▶ **Listed entries**:
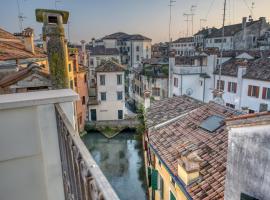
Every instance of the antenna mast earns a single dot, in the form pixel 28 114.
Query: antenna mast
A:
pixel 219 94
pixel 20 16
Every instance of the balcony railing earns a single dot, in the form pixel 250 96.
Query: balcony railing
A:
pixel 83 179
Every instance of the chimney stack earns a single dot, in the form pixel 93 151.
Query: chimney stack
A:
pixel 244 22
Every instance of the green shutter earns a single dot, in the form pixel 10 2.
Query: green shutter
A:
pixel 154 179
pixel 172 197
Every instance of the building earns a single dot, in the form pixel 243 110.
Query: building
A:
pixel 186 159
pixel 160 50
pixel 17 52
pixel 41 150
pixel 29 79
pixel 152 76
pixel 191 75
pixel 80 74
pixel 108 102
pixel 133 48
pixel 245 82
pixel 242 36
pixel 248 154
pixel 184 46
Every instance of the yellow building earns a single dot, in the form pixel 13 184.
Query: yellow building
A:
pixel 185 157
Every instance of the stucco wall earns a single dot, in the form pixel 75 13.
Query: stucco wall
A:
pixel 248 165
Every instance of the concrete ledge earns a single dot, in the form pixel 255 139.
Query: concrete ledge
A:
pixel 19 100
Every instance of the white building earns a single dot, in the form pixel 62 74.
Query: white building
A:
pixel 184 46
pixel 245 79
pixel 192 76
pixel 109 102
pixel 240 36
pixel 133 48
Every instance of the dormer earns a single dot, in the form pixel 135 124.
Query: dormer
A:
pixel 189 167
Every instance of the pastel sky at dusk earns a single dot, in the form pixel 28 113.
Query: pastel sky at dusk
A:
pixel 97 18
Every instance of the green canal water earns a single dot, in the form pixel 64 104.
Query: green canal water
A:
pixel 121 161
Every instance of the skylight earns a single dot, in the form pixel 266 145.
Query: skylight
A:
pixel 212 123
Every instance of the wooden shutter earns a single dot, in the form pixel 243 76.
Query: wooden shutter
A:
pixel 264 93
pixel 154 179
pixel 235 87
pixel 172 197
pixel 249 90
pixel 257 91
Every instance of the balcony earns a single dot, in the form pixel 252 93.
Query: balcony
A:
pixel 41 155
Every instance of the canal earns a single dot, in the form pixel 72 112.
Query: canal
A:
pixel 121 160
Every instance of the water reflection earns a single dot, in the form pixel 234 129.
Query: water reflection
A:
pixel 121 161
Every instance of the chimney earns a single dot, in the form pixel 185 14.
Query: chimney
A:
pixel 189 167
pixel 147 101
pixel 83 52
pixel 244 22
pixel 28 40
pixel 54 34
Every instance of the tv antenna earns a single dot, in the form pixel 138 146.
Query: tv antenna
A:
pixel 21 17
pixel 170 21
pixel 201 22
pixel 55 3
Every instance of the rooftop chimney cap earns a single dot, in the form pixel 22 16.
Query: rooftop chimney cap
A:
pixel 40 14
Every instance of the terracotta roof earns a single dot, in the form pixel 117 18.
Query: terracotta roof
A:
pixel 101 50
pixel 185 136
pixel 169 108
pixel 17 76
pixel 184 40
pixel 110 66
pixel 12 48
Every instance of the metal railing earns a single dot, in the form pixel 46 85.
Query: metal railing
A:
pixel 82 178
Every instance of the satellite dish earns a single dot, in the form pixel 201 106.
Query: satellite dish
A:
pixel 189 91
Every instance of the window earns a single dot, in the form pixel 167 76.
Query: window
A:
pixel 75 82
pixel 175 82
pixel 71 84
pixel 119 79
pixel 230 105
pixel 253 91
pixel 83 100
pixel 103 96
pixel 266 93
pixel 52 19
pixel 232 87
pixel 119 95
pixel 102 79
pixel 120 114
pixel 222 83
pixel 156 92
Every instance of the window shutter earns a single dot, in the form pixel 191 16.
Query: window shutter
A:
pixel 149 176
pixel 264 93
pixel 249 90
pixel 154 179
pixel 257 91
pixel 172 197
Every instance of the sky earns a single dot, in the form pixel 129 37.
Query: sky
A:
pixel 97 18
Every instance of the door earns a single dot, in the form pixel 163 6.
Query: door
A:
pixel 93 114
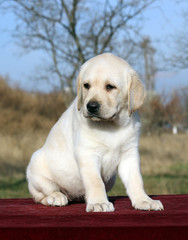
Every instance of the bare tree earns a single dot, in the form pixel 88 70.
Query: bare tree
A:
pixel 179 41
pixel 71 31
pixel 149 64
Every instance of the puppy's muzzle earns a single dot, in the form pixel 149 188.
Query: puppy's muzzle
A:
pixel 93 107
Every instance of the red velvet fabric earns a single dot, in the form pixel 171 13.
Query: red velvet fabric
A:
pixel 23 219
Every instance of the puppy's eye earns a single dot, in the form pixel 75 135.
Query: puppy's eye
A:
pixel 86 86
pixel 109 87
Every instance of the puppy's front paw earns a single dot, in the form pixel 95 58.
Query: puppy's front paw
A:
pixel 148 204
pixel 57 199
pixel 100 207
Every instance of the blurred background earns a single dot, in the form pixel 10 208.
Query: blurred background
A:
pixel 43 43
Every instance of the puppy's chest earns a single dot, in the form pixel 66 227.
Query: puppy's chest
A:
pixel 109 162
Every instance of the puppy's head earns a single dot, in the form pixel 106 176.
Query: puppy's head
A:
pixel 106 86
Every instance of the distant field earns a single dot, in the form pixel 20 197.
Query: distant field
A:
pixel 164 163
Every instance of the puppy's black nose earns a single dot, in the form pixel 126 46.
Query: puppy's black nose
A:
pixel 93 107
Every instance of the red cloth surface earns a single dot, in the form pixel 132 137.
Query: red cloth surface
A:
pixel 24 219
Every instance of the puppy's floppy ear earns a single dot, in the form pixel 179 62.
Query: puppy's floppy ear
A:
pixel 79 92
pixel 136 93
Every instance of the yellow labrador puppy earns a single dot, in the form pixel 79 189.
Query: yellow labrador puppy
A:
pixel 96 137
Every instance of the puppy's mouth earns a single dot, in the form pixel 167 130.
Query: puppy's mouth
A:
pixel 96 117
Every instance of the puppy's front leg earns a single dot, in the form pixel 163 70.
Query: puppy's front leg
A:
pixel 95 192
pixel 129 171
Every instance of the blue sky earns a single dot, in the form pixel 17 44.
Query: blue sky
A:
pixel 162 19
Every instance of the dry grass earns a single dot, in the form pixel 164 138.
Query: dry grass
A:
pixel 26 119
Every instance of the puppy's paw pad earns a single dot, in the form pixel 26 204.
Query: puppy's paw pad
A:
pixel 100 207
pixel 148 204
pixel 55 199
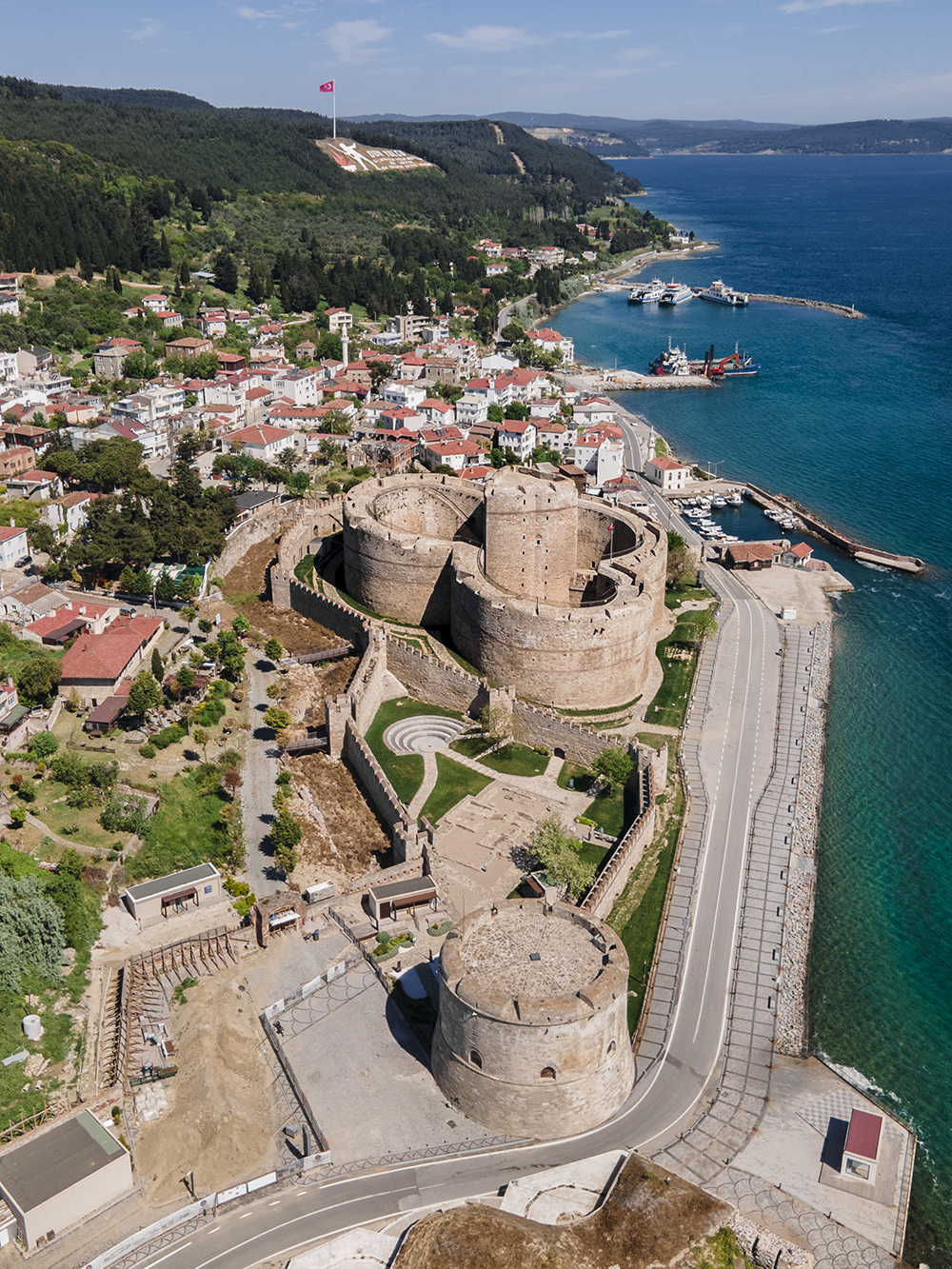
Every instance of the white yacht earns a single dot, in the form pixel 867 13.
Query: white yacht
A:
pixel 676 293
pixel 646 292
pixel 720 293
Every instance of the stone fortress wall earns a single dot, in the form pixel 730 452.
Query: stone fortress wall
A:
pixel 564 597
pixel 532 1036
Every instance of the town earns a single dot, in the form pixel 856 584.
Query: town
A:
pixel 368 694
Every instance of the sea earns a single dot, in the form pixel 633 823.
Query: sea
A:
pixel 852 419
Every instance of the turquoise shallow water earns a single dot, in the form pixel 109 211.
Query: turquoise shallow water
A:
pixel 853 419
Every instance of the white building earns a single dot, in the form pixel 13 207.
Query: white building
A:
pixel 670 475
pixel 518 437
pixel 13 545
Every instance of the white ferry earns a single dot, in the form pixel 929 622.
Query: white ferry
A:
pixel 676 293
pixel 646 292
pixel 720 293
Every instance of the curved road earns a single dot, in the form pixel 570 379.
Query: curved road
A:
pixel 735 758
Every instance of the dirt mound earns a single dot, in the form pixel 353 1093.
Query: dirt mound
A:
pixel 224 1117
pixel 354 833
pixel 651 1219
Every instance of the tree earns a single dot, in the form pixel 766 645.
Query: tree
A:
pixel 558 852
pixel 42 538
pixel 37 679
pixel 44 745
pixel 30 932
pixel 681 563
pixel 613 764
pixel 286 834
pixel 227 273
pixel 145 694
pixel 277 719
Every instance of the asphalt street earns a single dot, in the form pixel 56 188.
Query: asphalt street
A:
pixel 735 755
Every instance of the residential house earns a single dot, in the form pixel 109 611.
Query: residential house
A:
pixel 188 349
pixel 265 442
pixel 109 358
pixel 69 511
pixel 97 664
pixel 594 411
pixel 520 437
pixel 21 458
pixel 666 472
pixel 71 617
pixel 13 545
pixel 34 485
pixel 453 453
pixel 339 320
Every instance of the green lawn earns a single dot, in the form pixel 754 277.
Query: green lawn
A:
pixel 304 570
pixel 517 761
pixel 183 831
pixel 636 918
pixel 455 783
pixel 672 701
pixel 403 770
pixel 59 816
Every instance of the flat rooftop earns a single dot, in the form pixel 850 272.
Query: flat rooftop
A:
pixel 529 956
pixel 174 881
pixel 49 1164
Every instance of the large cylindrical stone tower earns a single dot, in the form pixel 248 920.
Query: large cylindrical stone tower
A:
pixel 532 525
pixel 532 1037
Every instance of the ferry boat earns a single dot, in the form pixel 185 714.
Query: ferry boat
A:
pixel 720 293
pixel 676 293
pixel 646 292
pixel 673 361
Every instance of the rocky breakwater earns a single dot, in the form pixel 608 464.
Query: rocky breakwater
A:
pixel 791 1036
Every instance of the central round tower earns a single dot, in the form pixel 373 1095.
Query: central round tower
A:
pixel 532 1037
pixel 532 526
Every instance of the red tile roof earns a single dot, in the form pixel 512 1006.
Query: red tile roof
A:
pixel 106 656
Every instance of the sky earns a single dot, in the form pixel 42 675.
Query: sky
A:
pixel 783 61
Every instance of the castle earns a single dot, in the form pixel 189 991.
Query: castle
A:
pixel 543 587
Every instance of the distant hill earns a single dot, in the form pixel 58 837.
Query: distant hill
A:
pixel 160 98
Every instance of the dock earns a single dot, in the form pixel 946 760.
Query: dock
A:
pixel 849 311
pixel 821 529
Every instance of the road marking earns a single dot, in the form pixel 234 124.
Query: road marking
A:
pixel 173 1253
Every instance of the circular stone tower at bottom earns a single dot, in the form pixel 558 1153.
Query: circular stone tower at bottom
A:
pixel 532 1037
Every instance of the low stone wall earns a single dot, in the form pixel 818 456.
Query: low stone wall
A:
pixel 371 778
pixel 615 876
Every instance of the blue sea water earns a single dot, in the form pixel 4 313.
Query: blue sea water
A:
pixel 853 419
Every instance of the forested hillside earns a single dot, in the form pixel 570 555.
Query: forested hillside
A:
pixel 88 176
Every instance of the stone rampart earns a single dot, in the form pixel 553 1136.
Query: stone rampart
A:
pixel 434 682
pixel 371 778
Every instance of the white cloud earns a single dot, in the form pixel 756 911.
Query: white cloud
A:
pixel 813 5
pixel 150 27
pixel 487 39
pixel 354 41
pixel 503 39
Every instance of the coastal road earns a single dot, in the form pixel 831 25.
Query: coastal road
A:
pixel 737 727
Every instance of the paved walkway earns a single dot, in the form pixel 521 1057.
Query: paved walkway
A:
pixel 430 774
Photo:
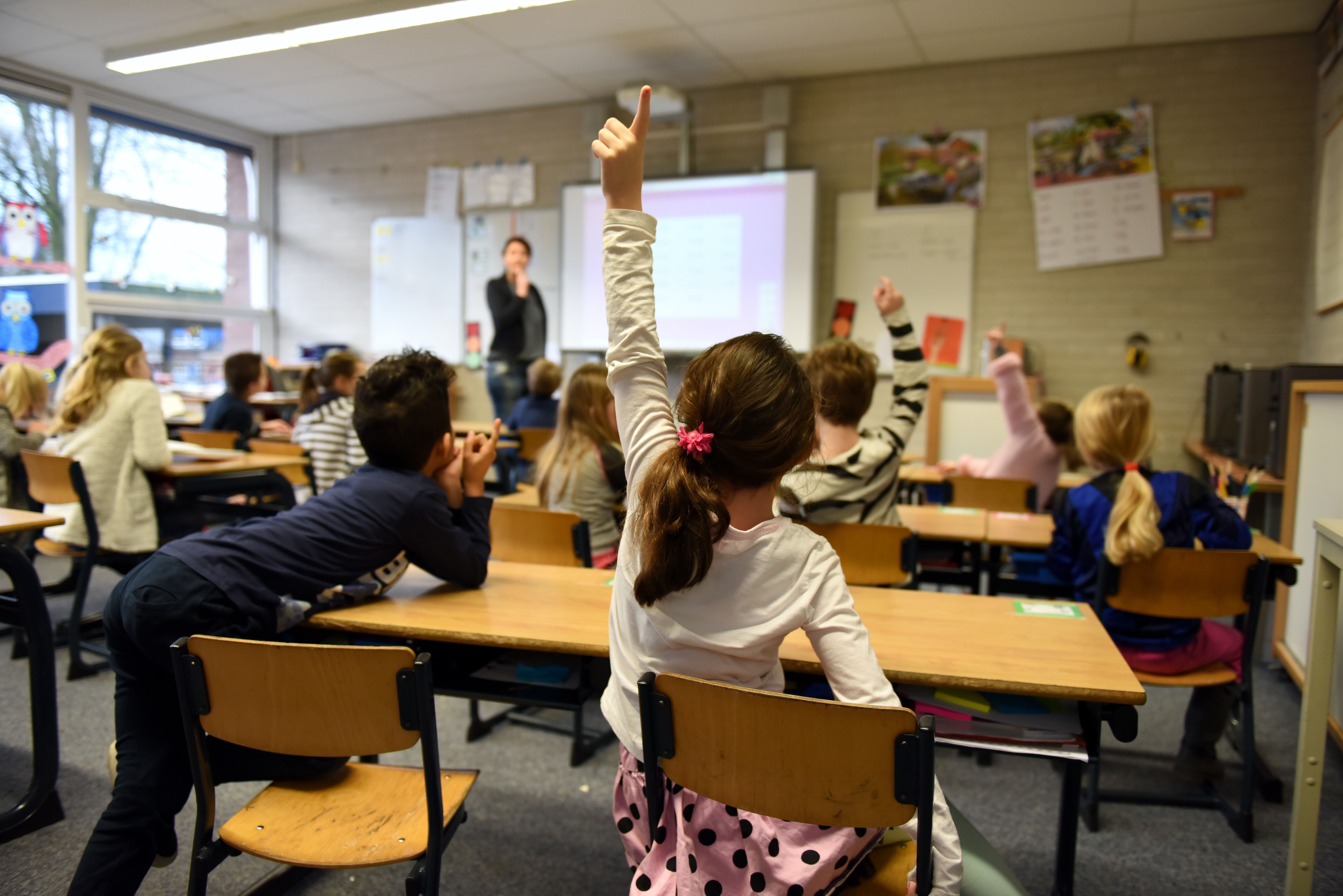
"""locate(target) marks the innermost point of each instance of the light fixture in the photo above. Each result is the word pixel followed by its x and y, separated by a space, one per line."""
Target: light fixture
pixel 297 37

▶ **Work required**:
Please give the number of lines in the listing above that contain the string "walkway", without anything else.

▶ **Task output**:
2